**What to work on**
From the listing below, copy out every line where the word "Find" appears.

**Records for the task**
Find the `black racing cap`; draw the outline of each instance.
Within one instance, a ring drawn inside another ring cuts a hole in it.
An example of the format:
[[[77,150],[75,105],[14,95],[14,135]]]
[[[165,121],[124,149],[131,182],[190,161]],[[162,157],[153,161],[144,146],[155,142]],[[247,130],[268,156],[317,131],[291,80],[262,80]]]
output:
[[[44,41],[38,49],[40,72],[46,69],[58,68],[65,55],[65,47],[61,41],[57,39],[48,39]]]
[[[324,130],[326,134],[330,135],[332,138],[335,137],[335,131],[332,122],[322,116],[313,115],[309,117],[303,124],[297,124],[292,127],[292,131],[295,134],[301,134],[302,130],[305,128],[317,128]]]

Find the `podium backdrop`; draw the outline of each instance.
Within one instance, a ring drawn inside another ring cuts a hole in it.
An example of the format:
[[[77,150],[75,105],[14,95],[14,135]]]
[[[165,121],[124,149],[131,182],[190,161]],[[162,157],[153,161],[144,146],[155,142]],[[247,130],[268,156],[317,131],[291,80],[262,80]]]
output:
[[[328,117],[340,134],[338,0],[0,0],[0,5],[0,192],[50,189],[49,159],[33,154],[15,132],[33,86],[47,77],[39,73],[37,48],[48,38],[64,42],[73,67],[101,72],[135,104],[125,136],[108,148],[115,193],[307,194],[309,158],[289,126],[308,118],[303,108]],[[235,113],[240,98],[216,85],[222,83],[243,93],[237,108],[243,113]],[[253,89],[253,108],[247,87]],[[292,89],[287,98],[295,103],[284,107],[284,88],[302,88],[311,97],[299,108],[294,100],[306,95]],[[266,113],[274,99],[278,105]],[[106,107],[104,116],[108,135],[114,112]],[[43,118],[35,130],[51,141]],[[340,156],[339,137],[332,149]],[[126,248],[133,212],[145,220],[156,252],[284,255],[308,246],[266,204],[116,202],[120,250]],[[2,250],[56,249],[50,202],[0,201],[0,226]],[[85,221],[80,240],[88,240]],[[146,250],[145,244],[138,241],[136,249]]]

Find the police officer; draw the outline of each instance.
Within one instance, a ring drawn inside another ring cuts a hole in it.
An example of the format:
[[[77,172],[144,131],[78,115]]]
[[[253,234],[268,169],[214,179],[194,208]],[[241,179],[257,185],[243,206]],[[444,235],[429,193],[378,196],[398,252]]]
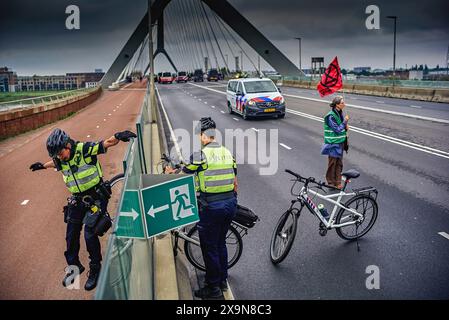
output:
==
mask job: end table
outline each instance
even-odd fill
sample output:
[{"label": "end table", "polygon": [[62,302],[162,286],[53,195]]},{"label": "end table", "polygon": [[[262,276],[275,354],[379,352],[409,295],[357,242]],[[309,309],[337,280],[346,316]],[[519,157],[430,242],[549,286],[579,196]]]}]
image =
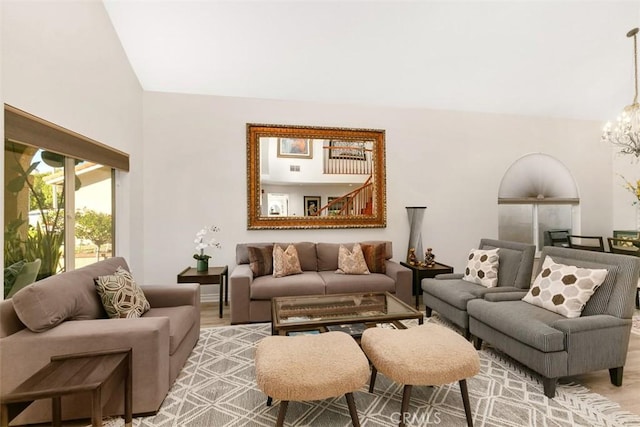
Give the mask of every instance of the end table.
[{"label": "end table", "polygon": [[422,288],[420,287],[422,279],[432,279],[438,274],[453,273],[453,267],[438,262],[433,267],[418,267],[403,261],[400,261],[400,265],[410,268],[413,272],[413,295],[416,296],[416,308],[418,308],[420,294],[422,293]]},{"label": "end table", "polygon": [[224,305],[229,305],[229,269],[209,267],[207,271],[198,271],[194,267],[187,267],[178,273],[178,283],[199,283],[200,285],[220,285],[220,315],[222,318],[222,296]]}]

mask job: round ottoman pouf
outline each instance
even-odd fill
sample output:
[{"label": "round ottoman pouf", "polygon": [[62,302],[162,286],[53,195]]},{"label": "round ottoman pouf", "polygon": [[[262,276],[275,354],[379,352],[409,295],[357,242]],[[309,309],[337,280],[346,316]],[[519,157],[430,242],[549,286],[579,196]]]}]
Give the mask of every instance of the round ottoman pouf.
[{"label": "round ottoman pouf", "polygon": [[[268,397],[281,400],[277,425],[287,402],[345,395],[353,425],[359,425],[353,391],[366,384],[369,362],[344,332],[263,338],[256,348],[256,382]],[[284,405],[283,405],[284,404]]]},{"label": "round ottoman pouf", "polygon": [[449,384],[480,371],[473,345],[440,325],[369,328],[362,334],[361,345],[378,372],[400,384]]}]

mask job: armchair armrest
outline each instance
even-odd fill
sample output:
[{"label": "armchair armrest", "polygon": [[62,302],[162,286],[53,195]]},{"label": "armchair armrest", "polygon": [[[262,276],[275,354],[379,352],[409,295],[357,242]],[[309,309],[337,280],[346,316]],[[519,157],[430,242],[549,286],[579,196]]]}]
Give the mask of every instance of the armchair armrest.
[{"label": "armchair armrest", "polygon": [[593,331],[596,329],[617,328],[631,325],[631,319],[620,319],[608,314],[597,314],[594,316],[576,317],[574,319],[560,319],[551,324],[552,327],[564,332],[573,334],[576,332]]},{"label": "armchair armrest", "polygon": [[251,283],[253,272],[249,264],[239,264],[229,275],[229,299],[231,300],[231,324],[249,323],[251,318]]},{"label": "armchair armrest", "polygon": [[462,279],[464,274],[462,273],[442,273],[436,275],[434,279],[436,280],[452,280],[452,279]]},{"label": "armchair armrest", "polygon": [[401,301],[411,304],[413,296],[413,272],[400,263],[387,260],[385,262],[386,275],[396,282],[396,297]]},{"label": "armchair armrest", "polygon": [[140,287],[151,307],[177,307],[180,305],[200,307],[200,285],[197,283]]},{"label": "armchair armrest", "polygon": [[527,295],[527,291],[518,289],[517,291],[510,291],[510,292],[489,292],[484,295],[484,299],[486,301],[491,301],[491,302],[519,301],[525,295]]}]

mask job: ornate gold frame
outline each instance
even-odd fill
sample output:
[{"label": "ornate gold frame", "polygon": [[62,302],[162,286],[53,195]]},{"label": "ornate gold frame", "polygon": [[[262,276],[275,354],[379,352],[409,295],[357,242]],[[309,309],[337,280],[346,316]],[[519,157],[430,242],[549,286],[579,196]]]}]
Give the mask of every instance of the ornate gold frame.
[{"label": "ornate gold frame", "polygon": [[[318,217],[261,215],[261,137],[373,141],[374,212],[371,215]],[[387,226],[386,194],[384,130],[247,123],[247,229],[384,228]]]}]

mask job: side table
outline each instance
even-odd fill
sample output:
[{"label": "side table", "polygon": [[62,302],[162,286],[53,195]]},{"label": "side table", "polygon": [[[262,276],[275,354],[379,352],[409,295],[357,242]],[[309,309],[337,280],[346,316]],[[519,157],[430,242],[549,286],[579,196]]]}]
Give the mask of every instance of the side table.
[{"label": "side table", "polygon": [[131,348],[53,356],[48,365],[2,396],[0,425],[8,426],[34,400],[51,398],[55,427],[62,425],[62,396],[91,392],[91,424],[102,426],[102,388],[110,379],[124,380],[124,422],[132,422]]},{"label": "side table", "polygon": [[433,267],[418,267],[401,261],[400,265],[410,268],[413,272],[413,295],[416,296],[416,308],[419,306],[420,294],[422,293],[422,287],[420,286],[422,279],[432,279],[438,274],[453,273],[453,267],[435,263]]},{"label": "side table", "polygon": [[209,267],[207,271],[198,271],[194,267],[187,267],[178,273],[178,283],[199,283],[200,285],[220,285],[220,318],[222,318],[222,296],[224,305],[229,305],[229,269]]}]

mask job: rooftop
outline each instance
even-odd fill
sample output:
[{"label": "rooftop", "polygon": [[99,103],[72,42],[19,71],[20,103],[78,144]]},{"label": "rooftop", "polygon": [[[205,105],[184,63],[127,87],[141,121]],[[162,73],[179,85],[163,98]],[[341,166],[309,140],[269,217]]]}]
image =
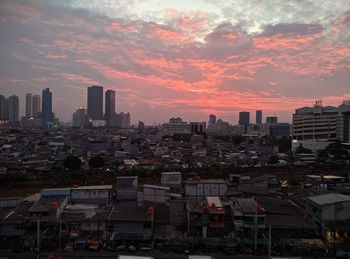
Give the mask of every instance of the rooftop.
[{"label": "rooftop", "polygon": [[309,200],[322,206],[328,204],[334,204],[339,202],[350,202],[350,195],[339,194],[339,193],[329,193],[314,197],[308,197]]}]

**Solution to this exercise**
Find the `black racing cap`; draw the outline of each instance.
Find the `podium backdrop`; draw the outline of each instance.
Find the police officer; draw the outline of each instance.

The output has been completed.